Start of GIVEN DATA

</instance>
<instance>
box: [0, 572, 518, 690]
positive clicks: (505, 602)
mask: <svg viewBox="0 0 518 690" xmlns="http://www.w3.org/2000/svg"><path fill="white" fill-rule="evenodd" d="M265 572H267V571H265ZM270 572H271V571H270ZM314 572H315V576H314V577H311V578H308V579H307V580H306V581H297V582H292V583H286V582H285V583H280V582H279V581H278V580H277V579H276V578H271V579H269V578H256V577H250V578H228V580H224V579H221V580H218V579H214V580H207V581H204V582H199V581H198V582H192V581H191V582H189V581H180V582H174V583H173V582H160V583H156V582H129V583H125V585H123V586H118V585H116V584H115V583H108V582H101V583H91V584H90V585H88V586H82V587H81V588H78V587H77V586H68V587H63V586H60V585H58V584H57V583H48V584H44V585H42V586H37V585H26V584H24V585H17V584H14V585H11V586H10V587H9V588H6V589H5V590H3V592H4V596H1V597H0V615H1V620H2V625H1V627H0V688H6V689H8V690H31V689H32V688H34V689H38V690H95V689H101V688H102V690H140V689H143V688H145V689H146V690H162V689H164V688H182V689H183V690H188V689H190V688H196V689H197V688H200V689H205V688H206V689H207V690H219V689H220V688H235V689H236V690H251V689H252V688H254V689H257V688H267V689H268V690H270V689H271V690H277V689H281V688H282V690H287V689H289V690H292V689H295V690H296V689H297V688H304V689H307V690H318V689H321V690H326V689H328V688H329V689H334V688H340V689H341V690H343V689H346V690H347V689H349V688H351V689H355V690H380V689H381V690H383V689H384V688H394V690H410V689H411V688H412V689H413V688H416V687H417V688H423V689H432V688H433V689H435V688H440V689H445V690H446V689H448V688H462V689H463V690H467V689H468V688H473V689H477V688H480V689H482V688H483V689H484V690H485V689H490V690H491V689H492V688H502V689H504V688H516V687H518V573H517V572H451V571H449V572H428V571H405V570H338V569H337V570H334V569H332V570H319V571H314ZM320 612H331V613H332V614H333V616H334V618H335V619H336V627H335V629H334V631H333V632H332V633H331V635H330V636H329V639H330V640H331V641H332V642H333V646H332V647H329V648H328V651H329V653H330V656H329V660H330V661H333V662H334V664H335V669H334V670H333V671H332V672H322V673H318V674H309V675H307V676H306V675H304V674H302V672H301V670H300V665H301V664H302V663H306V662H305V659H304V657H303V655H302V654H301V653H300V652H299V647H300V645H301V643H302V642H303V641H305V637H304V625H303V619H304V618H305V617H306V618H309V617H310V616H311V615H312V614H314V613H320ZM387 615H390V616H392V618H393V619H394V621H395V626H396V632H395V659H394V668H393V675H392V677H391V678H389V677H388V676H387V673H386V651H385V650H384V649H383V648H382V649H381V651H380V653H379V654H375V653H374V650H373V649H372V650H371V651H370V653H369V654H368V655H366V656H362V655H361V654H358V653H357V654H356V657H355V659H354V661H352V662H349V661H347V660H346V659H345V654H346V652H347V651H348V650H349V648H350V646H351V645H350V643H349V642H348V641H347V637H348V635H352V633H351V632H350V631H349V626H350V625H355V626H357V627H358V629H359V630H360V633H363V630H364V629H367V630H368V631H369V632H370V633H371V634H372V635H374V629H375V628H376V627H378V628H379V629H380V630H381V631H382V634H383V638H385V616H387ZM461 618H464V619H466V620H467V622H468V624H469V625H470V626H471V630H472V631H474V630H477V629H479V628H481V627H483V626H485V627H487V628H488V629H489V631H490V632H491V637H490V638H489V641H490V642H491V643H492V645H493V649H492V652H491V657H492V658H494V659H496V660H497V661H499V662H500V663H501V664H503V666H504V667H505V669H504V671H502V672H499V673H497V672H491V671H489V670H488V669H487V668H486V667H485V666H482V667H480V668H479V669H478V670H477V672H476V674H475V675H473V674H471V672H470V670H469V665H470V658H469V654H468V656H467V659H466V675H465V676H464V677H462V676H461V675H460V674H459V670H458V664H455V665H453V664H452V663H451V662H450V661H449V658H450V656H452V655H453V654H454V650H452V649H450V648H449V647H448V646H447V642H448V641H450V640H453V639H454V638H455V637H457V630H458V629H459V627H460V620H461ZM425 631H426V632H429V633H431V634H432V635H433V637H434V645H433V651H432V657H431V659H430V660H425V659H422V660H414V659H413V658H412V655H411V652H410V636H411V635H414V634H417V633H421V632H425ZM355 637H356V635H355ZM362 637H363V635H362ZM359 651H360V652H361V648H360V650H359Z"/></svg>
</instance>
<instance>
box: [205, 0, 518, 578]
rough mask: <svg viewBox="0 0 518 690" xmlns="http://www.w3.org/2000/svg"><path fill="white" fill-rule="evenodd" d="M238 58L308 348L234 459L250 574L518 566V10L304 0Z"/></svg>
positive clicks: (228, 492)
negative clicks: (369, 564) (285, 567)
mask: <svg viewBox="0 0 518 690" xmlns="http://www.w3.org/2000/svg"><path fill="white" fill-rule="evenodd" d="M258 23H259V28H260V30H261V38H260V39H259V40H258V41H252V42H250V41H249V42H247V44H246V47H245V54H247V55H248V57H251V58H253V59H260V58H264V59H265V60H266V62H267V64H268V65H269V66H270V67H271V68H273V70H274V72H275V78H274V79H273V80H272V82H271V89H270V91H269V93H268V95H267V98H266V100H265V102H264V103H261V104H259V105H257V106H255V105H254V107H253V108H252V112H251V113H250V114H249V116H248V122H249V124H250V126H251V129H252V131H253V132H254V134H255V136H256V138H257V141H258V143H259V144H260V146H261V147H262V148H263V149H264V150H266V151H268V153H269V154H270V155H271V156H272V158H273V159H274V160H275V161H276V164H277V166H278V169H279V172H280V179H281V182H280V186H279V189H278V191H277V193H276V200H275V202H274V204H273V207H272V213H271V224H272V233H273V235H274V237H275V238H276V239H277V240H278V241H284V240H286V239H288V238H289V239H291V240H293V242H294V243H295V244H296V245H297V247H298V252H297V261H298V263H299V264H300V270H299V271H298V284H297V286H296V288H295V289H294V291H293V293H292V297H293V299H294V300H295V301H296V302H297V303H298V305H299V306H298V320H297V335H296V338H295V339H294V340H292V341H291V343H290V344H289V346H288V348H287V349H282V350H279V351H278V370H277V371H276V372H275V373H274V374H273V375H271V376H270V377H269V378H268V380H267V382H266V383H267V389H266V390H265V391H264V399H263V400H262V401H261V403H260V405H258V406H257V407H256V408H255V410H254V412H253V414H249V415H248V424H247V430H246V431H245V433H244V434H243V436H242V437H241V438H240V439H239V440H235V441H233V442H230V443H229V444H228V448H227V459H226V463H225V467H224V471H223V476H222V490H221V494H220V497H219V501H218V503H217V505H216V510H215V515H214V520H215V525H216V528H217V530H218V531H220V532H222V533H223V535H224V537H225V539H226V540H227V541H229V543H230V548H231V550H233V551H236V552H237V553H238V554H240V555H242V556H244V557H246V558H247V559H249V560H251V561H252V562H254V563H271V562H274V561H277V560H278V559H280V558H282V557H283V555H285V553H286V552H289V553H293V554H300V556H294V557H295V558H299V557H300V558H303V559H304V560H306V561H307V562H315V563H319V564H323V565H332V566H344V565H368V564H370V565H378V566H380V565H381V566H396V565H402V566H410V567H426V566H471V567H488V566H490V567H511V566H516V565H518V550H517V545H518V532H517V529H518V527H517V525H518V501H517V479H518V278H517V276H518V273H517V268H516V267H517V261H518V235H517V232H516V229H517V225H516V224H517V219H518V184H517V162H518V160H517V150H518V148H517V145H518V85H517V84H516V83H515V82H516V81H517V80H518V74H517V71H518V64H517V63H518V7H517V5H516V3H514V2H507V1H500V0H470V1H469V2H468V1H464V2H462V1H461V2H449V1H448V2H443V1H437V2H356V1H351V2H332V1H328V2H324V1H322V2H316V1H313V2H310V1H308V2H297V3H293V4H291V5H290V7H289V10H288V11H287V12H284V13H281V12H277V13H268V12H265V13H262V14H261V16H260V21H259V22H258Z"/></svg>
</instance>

End of GIVEN DATA

YOUR OBJECTIVE
Reproduce the records from the start through the line containing "positive clicks: (505, 602)", character for character.

TASK ANSWER
</instance>
<instance>
box: [0, 572, 518, 690]
positive clicks: (505, 602)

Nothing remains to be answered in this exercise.